» WRITTEN PROBLEM A
Display every line of the rows below that contains the string "query".

» EXTRACT PROVIDED
>> Start

All correspondence concerning the Plan should be directed to the Agent at P.O. Box 922, Wall Street Station, New York, New York 10269-0560. Certain transactions can be performed online at www.amstock.com or by calling the toll-free number (866) 668-6558.

 

20

 

 

 

Proxy Voting and Portfolio Holdings Information (unaudited)

 

The policies and procedures that the Fund uses to determine how to vote proxies relating to its portfolio securities are available:

 

 

without charge, upon request, by calling toll-free (866) 668-6558; and

 

 

on the website of the SEC, www.sec.gov.

 

Information regarding how the Fund voted proxies relating to portfolio securities during the most recent 12-month period ended June 30 is available without charge, upon request, by calling toll-free (866) 668-6558, and on the SEC’s website at www.sec.gov or on the Fund’s website at www.cornerstonestrategicvaluefund.com (See Form N-PX).

 

The Fund files a complete schedule of its portfolio holdings for the first and third quarters of its fiscal year with the SEC on Form N-Q. The Fund’s Form N-Q is available on the SEC’s website at www.sec.gov.

>> End

» WRITTEN PROBLEM B
Resume the notice on the fund's proxy voting and portfolio holdings from where it stops.

(Data listing)
>> Start

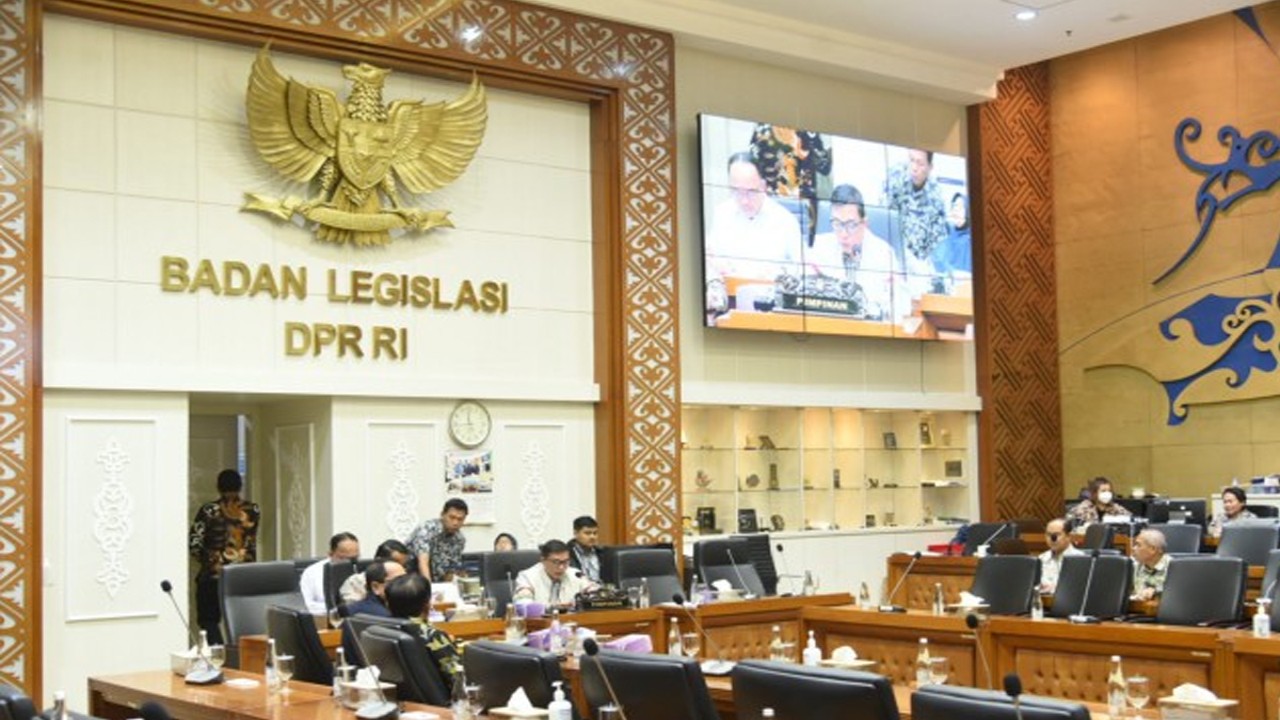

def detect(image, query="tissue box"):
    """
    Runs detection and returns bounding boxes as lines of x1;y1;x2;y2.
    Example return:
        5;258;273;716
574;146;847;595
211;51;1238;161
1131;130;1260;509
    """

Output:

>> End
>> Start

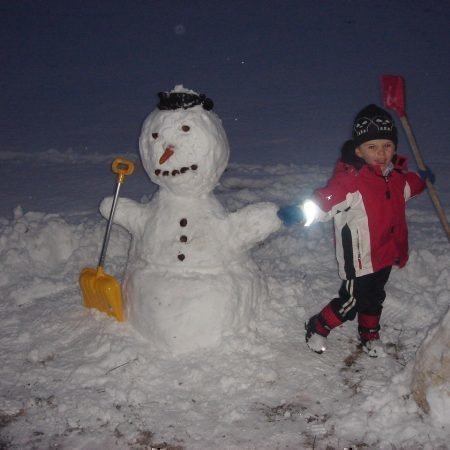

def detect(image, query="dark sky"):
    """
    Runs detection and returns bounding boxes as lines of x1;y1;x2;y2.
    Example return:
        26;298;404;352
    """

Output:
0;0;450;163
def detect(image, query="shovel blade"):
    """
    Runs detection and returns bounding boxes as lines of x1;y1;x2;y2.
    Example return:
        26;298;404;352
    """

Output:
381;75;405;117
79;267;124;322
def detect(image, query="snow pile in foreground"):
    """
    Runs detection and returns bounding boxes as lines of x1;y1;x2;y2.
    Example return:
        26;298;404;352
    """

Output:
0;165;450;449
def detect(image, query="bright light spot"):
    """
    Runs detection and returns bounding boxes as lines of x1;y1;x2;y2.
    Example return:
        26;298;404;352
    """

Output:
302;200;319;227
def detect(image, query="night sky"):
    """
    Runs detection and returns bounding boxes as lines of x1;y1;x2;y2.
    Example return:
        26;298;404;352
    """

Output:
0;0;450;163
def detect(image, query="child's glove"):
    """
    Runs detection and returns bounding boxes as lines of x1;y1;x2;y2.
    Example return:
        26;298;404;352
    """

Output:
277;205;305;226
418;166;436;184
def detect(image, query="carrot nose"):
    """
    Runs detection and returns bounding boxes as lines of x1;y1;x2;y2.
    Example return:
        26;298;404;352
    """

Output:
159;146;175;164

>> End
>> Start

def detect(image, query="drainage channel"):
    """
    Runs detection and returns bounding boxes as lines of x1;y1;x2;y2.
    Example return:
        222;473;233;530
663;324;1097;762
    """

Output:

>> End

» TASK ANSWER A
def detect(image, query="tissue box"):
def detect(image, query="dark sky"):
def detect(image, query="shovel blade"):
def detect(image, query="snow pile in foreground"):
def detect(image, query="bright light spot"):
def detect(image, query="night sky"):
def detect(image, query="child's glove"):
def detect(image, query="carrot nose"):
def detect(image, query="drainage channel"):

» TASK ANSWER B
 

Summary of General Information (unaudited)

 

Cornerstone Strategic Value Fund, Inc. is a closed-end, diversified investment company whose shares trade on the NYSE American. Its investment objective is to seek long-term capital appreciation through investment in equity securities of U.S. and non-U.S. companies. The Fund is managed by Cornerstone Advisors, LLC.

 

Stockholder Information (unaudited)

 

The Fund is listed on the NYSE American (symbol “CLM”). The previous week’s net asset value per share, market price, and related premium or discount are available on the Fund’s website at www.cornerstonestrategicvaluefund.com.

 

Notice is hereby given in accordance with Section 23(c) of the Investment Company Act of 1940, as amended, that Cornerstone Strategic Value Fund, Inc. may from time to time purchase shares of its common stock in the open market.

 

This report, including the financial statements herein, is sent to the stockholders of the Fund for their information. The financial information included herein is taken from the records of the Fund without examination by the independent registered public accountants who do not express an opinion thereon. It is not a prospectus, circular or representation intended for use in the purchase or sale of shares of the Fund or of any securities mentioned in the report.

 

 

21

 

 

Cornerstone Strategic Value Fund, Inc.

 

 

 

Item 2.Code of Ethics.

 

Not applicable

 

Item 3.Audit Committee Financial Expert.

 

Not required

 

Item 4.Principal Accountant Fees and Services.

 

Not required

 

Item 5.Audit Committee of Listed Registrants.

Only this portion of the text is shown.